======== TASK DATA
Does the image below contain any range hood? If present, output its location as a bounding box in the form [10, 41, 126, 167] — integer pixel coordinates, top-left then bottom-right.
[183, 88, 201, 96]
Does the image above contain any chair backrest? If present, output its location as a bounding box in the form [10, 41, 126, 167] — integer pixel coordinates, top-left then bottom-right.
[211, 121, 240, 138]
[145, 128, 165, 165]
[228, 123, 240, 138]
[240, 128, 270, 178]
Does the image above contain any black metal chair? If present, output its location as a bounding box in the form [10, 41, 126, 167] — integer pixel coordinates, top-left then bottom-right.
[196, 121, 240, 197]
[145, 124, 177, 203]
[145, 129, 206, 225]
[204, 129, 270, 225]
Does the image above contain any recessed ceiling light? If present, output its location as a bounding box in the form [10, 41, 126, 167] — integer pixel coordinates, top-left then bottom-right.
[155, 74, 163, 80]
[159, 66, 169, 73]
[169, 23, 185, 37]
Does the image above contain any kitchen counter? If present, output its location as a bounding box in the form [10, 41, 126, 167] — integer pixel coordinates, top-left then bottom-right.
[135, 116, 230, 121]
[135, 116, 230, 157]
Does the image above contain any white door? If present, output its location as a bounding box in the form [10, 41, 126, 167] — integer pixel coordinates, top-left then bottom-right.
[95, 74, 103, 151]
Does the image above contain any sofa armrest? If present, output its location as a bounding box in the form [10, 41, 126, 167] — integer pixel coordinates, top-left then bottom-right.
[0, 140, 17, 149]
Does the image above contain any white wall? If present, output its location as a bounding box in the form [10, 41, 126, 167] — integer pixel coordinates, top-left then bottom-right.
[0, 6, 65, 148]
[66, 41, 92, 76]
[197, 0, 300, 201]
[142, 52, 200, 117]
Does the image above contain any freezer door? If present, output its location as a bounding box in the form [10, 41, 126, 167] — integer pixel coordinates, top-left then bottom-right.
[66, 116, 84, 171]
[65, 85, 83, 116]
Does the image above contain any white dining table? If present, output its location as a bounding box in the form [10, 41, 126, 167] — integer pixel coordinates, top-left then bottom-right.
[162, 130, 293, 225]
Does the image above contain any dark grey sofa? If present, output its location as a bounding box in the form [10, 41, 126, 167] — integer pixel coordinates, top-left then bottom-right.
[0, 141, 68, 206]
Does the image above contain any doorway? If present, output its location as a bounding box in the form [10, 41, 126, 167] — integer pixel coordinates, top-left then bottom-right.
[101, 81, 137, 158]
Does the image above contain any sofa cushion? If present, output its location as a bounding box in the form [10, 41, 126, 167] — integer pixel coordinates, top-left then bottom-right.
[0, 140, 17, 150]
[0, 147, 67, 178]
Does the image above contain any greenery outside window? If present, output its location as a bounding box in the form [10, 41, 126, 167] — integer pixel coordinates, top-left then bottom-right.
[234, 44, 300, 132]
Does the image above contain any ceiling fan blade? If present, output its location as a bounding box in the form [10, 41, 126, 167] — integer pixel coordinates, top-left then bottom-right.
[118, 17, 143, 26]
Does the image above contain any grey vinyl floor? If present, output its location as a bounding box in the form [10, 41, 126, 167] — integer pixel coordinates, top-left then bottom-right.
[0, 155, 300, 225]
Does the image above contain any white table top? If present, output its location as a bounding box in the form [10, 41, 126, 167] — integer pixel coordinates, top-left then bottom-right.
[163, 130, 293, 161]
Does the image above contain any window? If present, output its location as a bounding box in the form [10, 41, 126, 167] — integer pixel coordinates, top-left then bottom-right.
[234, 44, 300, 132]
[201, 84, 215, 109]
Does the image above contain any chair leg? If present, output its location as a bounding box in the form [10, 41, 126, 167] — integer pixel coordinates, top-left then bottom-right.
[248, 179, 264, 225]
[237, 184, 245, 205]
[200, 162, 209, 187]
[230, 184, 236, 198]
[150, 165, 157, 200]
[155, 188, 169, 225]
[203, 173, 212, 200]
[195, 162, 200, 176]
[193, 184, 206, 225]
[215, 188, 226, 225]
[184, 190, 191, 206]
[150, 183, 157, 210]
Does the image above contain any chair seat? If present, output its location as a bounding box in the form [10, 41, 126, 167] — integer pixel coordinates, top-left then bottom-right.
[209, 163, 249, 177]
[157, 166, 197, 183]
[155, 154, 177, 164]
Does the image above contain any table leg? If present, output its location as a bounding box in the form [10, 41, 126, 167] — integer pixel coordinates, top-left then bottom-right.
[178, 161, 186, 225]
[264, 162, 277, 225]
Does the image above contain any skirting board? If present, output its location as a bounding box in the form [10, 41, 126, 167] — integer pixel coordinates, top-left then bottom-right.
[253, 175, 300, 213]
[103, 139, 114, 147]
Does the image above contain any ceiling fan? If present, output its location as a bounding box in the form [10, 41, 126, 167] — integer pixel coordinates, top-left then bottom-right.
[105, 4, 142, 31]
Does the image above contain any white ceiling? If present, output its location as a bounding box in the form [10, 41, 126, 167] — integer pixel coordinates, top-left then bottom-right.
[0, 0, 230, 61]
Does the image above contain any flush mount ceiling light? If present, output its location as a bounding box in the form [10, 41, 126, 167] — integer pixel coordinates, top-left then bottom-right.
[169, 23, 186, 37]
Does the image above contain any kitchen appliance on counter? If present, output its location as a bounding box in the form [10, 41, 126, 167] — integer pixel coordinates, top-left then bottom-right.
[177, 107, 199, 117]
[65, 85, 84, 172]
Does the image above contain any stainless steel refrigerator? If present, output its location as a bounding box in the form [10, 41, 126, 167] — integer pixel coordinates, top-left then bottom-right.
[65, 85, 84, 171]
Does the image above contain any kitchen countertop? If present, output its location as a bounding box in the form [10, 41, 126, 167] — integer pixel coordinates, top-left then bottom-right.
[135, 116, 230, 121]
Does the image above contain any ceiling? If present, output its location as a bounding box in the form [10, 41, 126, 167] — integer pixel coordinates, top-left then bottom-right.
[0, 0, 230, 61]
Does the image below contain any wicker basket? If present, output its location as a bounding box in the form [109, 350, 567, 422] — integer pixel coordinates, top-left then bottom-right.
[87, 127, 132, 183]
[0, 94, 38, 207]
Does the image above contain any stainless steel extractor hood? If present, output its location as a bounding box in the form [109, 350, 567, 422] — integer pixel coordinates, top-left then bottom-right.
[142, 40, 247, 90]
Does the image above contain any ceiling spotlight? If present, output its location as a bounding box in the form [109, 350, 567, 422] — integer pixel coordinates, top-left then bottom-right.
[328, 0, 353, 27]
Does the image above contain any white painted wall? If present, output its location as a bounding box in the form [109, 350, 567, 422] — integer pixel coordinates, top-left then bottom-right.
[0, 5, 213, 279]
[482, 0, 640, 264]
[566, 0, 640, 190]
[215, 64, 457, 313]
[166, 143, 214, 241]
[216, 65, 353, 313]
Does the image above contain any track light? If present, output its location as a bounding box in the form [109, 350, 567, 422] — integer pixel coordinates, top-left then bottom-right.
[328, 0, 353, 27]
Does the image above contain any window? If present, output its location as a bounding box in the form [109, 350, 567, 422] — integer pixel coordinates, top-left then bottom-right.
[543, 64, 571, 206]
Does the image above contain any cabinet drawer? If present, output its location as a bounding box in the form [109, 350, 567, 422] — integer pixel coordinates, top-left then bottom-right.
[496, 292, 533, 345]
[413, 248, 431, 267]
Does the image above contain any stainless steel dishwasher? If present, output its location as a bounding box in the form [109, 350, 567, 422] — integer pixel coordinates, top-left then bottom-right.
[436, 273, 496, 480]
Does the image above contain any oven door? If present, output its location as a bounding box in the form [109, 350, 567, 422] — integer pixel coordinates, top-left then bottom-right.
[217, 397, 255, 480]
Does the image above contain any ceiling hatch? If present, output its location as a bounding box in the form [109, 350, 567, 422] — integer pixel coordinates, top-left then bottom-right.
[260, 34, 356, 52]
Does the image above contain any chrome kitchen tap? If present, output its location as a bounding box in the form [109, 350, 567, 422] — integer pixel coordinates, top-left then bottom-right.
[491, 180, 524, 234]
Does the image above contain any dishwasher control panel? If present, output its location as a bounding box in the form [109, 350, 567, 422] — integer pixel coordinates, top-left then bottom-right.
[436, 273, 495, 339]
================
### [STATED GOAL]
Copy out the items above word for word, starting with their very first line and ending with the line that holds "[142, 52, 200, 117]", both lines included.

### [RESPONSE BELOW]
Does the image below contain any range hood? If present, output its location as a bounding box in the form [10, 41, 126, 167] — integer pixel coordinates, top-left then bottom-right.
[183, 88, 201, 96]
Does the image above contain any chair backrest? If present, output its location as a bounding box in the form [10, 41, 126, 167] — integer pixel coordinates, top-left then bottom-right.
[211, 121, 240, 138]
[145, 128, 165, 165]
[228, 123, 240, 138]
[240, 128, 270, 178]
Does the image above contain any black metal chair? If present, output its location as a bounding box in the form [10, 41, 126, 167] — integer pixel coordinates, top-left then bottom-right.
[196, 121, 240, 197]
[145, 124, 177, 203]
[145, 129, 206, 225]
[204, 129, 270, 225]
Does the image above contain any recessed ceiling light? If present, output its location as a bounding box in the form [10, 41, 126, 167] — integer pixel coordinates, top-left then bottom-right.
[155, 74, 163, 80]
[159, 66, 169, 73]
[169, 23, 185, 37]
Does the image above contain any kitchen counter? If present, output its location as a bounding box in the form [10, 41, 126, 167] — integer pixel coordinates, top-left then bottom-right.
[135, 116, 230, 121]
[135, 116, 230, 157]
Does the image above contain any white door? If present, output its location as a bounding box in the form [10, 41, 126, 167] — integer pixel coordinates, top-left then bottom-right.
[95, 74, 103, 151]
Does the image above contain any sofa armrest? If present, output its location as a bounding box in the form [10, 41, 126, 167] — integer pixel coordinates, top-left then bottom-right.
[0, 140, 17, 149]
Does the image above contain any white wall? If present, output its location as a bounding box in the form [10, 41, 126, 167] — integer pixel coordinates, top-left then bottom-right.
[0, 6, 65, 148]
[66, 41, 92, 76]
[197, 0, 300, 201]
[142, 52, 200, 117]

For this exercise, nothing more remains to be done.